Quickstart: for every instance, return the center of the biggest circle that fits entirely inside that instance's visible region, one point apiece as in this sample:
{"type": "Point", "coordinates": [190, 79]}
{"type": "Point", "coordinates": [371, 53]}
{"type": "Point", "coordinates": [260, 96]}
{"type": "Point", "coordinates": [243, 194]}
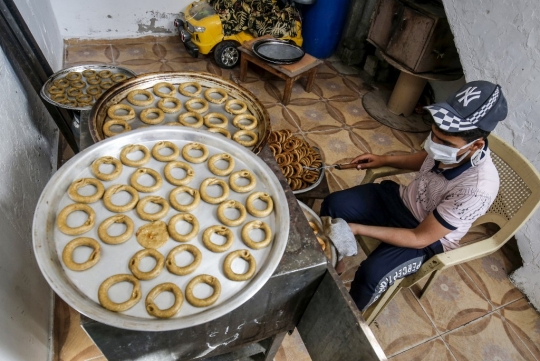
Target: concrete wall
{"type": "Point", "coordinates": [499, 40]}
{"type": "Point", "coordinates": [105, 19]}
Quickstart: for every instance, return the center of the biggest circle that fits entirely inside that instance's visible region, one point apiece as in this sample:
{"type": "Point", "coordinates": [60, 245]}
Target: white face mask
{"type": "Point", "coordinates": [444, 153]}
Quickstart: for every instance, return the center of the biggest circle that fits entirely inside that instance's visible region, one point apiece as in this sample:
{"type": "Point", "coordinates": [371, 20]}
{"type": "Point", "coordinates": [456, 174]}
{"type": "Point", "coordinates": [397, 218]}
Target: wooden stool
{"type": "Point", "coordinates": [290, 73]}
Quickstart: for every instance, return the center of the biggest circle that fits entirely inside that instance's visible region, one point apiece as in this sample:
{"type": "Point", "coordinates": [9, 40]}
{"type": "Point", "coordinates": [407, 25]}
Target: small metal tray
{"type": "Point", "coordinates": [115, 69]}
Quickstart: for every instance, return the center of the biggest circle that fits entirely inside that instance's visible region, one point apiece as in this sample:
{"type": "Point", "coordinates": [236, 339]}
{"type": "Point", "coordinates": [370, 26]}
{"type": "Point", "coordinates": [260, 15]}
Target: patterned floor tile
{"type": "Point", "coordinates": [488, 338]}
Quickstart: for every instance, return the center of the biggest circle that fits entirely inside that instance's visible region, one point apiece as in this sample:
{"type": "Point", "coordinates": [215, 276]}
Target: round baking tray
{"type": "Point", "coordinates": [119, 92]}
{"type": "Point", "coordinates": [79, 289]}
{"type": "Point", "coordinates": [115, 69]}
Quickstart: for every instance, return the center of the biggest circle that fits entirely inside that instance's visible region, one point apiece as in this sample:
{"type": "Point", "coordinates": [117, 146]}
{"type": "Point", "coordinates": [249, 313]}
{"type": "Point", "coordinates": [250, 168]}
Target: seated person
{"type": "Point", "coordinates": [456, 183]}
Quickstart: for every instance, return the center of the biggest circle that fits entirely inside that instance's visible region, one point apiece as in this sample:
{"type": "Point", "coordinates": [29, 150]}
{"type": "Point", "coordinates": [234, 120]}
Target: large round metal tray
{"type": "Point", "coordinates": [119, 92]}
{"type": "Point", "coordinates": [115, 69]}
{"type": "Point", "coordinates": [79, 289]}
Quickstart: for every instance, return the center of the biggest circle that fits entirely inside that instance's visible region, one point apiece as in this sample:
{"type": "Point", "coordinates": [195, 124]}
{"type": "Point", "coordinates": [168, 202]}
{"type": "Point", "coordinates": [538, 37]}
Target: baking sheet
{"type": "Point", "coordinates": [79, 289]}
{"type": "Point", "coordinates": [118, 95]}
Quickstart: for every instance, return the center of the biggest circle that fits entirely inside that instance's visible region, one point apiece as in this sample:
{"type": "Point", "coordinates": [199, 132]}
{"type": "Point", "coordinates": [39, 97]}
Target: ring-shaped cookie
{"type": "Point", "coordinates": [246, 143]}
{"type": "Point", "coordinates": [134, 148]}
{"type": "Point", "coordinates": [67, 253]}
{"type": "Point", "coordinates": [109, 123]}
{"type": "Point", "coordinates": [231, 204]}
{"type": "Point", "coordinates": [222, 231]}
{"type": "Point", "coordinates": [265, 197]}
{"type": "Point", "coordinates": [141, 103]}
{"type": "Point", "coordinates": [111, 112]}
{"type": "Point", "coordinates": [188, 217]}
{"type": "Point", "coordinates": [107, 176]}
{"type": "Point", "coordinates": [165, 144]}
{"type": "Point", "coordinates": [153, 309]}
{"type": "Point", "coordinates": [203, 302]}
{"type": "Point", "coordinates": [231, 110]}
{"type": "Point", "coordinates": [158, 119]}
{"type": "Point", "coordinates": [152, 216]}
{"type": "Point", "coordinates": [176, 101]}
{"type": "Point", "coordinates": [244, 173]}
{"type": "Point", "coordinates": [143, 253]}
{"type": "Point", "coordinates": [246, 256]}
{"type": "Point", "coordinates": [82, 182]}
{"type": "Point", "coordinates": [106, 302]}
{"type": "Point", "coordinates": [223, 93]}
{"type": "Point", "coordinates": [184, 207]}
{"type": "Point", "coordinates": [238, 119]}
{"type": "Point", "coordinates": [172, 89]}
{"type": "Point", "coordinates": [256, 225]}
{"type": "Point", "coordinates": [170, 262]}
{"type": "Point", "coordinates": [119, 218]}
{"type": "Point", "coordinates": [221, 117]}
{"type": "Point", "coordinates": [195, 146]}
{"type": "Point", "coordinates": [218, 171]}
{"type": "Point", "coordinates": [189, 105]}
{"type": "Point", "coordinates": [107, 198]}
{"type": "Point", "coordinates": [221, 131]}
{"type": "Point", "coordinates": [182, 88]}
{"type": "Point", "coordinates": [213, 181]}
{"type": "Point", "coordinates": [61, 221]}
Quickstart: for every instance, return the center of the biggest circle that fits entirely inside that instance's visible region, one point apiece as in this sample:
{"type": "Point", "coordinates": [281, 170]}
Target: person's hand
__________________________________________________
Rewrite all of the lines above, changing every "Target" to "Object" and leaving everything else as it is. Leave out the pictures.

Quickstart: for every instance, return the center of the biggest circle that fits entirely inside that instance's visible region, one point apiece as in this sample:
{"type": "Point", "coordinates": [190, 79]}
{"type": "Point", "coordinates": [371, 53]}
{"type": "Point", "coordinates": [260, 96]}
{"type": "Point", "coordinates": [243, 194]}
Object: concrete wall
{"type": "Point", "coordinates": [499, 40]}
{"type": "Point", "coordinates": [105, 19]}
Quickstart: for every instance, return the center of the biggest circle that fits entirely inside that instance's visible region, one point apiece as in this sample:
{"type": "Point", "coordinates": [60, 245]}
Object: white face mask
{"type": "Point", "coordinates": [444, 153]}
Quickstart: for every instance, return the center of the biggest circle that fits entirely inside that instance's visible region, one point apiece as in this sample:
{"type": "Point", "coordinates": [371, 20]}
{"type": "Point", "coordinates": [456, 174]}
{"type": "Point", "coordinates": [397, 218]}
Object: wooden stool
{"type": "Point", "coordinates": [290, 73]}
Quickstart: for every instance, return the center of the biggest circle that fits entirely inside that instance's visible region, one point apiece as in this sample:
{"type": "Point", "coordinates": [9, 40]}
{"type": "Point", "coordinates": [407, 25]}
Object: small metal tray
{"type": "Point", "coordinates": [115, 69]}
Quickstart: for every instance, return the center of the biggest circle that fits entirely inside that instance's visible region, one point apiece as in this sample:
{"type": "Point", "coordinates": [236, 339]}
{"type": "Point", "coordinates": [370, 26]}
{"type": "Point", "coordinates": [260, 15]}
Object: patterned floor tile
{"type": "Point", "coordinates": [488, 338]}
Quickstart: for every instance, return the center of the biggest circle that fits entirely inside that instance's visible region, one point apiece as in this sample:
{"type": "Point", "coordinates": [215, 276]}
Object: round baking tray
{"type": "Point", "coordinates": [119, 92]}
{"type": "Point", "coordinates": [79, 289]}
{"type": "Point", "coordinates": [115, 69]}
Quickstart: for every instance, return the center of the biggest circle that fits entirely inside that instance's visible region, one point apiece as in this sample:
{"type": "Point", "coordinates": [117, 146]}
{"type": "Point", "coordinates": [249, 313]}
{"type": "Point", "coordinates": [250, 168]}
Object: seated person
{"type": "Point", "coordinates": [456, 183]}
Quickstart: for every instance, return the center of the biggest circle that fits entirely inside that instance's visible region, one point apiece as in this sample:
{"type": "Point", "coordinates": [29, 150]}
{"type": "Point", "coordinates": [234, 120]}
Object: large round metal tray
{"type": "Point", "coordinates": [119, 92]}
{"type": "Point", "coordinates": [115, 69]}
{"type": "Point", "coordinates": [79, 289]}
Quickstart: for every instance, return the center of the biggest circle that fits entirely inside that instance's visible region, one point apiece as in this sample:
{"type": "Point", "coordinates": [195, 124]}
{"type": "Point", "coordinates": [168, 202]}
{"type": "Point", "coordinates": [538, 37]}
Object: baking sheet
{"type": "Point", "coordinates": [79, 289]}
{"type": "Point", "coordinates": [118, 95]}
Quickstart: for every instance, return the center of the biggest circle that fits entirely inside that instance's visible region, one point apiece as in this sample:
{"type": "Point", "coordinates": [199, 132]}
{"type": "Point", "coordinates": [39, 97]}
Object: ring-shaped cookie
{"type": "Point", "coordinates": [246, 143]}
{"type": "Point", "coordinates": [134, 148]}
{"type": "Point", "coordinates": [67, 253]}
{"type": "Point", "coordinates": [109, 123]}
{"type": "Point", "coordinates": [231, 204]}
{"type": "Point", "coordinates": [222, 231]}
{"type": "Point", "coordinates": [265, 197]}
{"type": "Point", "coordinates": [141, 103]}
{"type": "Point", "coordinates": [111, 112]}
{"type": "Point", "coordinates": [188, 217]}
{"type": "Point", "coordinates": [107, 176]}
{"type": "Point", "coordinates": [165, 144]}
{"type": "Point", "coordinates": [153, 309]}
{"type": "Point", "coordinates": [203, 302]}
{"type": "Point", "coordinates": [231, 110]}
{"type": "Point", "coordinates": [158, 119]}
{"type": "Point", "coordinates": [152, 216]}
{"type": "Point", "coordinates": [176, 101]}
{"type": "Point", "coordinates": [244, 173]}
{"type": "Point", "coordinates": [143, 253]}
{"type": "Point", "coordinates": [246, 256]}
{"type": "Point", "coordinates": [82, 182]}
{"type": "Point", "coordinates": [106, 302]}
{"type": "Point", "coordinates": [223, 93]}
{"type": "Point", "coordinates": [184, 207]}
{"type": "Point", "coordinates": [238, 119]}
{"type": "Point", "coordinates": [172, 89]}
{"type": "Point", "coordinates": [256, 225]}
{"type": "Point", "coordinates": [170, 262]}
{"type": "Point", "coordinates": [119, 218]}
{"type": "Point", "coordinates": [221, 117]}
{"type": "Point", "coordinates": [195, 146]}
{"type": "Point", "coordinates": [218, 171]}
{"type": "Point", "coordinates": [189, 105]}
{"type": "Point", "coordinates": [107, 198]}
{"type": "Point", "coordinates": [221, 131]}
{"type": "Point", "coordinates": [182, 88]}
{"type": "Point", "coordinates": [213, 181]}
{"type": "Point", "coordinates": [61, 221]}
Quickstart: for every instance, return the center of the biggest circle that fits entirely inside that instance's visible region, one point apiece as in this sample:
{"type": "Point", "coordinates": [281, 170]}
Object: person's hand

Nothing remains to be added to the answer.